DIRECTIONS:
Copy the rows below from the line containing "of the hanging" through the last row, swapping "wooden frame" for "metal frame" and changing nothing else.
[Start of PROVIDED ENTRIES]
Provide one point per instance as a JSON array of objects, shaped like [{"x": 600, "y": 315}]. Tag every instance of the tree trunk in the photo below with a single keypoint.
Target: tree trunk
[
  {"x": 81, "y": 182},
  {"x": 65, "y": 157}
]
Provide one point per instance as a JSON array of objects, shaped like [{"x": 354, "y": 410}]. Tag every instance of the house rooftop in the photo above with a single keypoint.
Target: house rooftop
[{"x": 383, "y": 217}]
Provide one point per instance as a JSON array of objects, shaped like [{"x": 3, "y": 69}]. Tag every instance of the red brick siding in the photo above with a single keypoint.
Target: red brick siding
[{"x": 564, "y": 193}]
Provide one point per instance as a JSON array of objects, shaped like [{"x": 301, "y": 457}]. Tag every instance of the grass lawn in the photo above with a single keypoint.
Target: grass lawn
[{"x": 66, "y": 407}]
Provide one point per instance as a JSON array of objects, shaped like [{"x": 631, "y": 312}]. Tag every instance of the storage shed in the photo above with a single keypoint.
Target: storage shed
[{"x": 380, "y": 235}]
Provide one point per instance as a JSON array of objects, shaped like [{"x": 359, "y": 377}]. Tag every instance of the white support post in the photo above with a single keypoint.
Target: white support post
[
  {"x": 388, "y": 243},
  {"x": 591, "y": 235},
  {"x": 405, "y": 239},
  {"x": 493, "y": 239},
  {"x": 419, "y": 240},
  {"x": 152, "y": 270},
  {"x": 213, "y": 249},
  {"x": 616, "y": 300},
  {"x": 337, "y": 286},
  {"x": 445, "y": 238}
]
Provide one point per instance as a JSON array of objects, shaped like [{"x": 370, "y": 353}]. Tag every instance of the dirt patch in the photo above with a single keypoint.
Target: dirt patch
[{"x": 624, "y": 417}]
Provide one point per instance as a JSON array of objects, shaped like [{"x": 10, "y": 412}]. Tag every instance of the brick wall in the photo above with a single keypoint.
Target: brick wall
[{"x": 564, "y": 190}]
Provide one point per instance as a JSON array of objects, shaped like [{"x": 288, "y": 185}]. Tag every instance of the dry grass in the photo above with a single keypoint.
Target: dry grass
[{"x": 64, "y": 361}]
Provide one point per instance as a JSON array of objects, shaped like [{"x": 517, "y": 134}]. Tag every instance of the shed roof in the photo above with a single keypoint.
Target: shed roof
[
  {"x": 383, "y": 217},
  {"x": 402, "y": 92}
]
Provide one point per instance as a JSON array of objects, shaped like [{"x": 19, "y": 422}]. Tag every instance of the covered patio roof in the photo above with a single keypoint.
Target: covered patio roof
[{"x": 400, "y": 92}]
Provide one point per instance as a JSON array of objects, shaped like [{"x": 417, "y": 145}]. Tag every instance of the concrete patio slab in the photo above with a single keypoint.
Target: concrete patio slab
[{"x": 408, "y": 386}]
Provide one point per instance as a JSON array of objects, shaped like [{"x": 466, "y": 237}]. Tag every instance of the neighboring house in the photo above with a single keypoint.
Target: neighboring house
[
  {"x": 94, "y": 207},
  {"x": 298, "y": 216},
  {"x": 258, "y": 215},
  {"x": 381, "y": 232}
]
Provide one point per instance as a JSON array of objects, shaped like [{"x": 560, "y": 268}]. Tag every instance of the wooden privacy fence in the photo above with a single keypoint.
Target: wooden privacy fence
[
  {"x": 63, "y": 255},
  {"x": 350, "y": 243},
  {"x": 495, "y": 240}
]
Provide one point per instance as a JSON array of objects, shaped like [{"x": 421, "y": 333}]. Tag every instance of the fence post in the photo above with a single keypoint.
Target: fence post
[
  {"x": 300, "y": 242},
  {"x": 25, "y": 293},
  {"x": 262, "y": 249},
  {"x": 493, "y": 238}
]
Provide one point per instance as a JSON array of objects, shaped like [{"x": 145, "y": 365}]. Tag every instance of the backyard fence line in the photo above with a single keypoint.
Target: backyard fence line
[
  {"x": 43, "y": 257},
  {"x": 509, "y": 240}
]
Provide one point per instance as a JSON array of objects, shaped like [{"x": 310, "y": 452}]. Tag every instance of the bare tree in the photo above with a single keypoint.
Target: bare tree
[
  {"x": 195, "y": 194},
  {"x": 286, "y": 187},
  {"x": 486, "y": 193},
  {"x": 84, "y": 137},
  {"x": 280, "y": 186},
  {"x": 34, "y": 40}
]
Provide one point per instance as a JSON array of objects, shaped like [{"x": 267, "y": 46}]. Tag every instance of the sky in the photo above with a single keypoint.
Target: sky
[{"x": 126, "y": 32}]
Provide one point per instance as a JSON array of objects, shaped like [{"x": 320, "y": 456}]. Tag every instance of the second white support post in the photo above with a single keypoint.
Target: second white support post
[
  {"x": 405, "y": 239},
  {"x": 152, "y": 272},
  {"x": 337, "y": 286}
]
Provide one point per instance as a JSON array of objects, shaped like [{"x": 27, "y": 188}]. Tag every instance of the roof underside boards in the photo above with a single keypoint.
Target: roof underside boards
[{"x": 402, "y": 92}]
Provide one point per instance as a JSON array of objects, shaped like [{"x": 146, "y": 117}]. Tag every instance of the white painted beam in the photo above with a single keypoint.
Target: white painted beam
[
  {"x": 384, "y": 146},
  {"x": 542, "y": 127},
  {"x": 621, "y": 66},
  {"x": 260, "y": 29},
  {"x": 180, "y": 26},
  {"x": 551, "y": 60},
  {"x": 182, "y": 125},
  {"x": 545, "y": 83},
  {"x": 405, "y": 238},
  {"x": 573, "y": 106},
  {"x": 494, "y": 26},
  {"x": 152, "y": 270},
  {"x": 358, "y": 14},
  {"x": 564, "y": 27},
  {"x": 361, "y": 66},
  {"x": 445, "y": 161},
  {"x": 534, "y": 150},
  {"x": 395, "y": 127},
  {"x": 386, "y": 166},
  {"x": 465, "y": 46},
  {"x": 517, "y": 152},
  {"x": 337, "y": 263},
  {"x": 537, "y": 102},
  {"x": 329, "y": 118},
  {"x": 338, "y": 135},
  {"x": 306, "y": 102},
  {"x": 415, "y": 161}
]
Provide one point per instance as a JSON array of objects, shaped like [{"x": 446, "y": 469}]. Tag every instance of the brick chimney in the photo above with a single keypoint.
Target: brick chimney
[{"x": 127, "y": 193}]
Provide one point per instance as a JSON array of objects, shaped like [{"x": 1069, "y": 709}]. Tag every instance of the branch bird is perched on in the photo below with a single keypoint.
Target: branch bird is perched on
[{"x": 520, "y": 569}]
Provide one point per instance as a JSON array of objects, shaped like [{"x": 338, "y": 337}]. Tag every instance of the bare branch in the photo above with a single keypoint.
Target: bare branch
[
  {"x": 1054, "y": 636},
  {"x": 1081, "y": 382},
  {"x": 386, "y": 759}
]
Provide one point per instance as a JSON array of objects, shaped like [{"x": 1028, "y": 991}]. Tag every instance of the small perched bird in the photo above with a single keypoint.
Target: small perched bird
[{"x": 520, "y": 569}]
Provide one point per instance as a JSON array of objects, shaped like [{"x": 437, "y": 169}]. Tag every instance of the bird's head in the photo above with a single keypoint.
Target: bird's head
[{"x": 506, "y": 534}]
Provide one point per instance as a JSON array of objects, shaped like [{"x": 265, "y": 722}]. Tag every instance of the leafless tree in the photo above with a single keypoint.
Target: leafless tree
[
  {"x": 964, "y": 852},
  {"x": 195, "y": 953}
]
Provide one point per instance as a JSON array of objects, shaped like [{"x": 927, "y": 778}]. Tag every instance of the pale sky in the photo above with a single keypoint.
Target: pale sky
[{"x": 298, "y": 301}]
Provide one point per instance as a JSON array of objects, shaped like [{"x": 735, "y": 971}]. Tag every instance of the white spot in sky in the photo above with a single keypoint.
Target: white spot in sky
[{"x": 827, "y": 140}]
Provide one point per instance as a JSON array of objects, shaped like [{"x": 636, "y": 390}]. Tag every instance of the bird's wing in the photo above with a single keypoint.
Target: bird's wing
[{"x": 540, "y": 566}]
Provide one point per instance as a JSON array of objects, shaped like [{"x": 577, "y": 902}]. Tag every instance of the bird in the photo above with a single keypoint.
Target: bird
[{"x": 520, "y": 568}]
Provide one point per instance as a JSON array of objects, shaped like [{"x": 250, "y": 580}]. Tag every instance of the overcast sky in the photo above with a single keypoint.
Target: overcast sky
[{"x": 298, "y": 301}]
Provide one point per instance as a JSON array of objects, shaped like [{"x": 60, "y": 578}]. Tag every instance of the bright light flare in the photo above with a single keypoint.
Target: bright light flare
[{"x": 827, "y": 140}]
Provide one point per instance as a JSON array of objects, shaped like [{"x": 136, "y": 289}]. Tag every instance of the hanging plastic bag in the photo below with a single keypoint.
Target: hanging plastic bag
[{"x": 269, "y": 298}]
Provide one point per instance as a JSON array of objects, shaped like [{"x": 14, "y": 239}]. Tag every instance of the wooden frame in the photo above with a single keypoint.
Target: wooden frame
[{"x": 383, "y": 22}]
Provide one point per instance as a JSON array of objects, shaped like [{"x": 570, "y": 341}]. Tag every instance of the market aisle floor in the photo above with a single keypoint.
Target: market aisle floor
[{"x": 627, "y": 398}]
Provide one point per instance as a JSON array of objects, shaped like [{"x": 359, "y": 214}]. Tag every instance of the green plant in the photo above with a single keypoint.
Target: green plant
[End of PROVIDED ENTRIES]
EXERCISE RESULT:
Provide one point per instance as a JSON array of objects, shaped like [{"x": 136, "y": 289}]. Tag every instance of the hanging plastic bag in the photo below with a single keypoint.
Target: hanging plastic bag
[{"x": 269, "y": 298}]
Provide one point per instance as a JSON array of objects, shaped like [{"x": 14, "y": 239}]. Tag every instance of the metal frame in the photo above with a single keypoint.
Target: metal frame
[{"x": 383, "y": 22}]
Provide one point per instance as a JSON array of objects, shaped like [{"x": 570, "y": 341}]. Tag every instance of the market aisle floor in the photo above with a single keypoint.
Target: market aisle floor
[{"x": 627, "y": 398}]
Provide one point per instance as a JSON array of objects, shaped like [{"x": 359, "y": 214}]. Tag every instance of the green plant in the photo above with a single keypoint.
Target: green plant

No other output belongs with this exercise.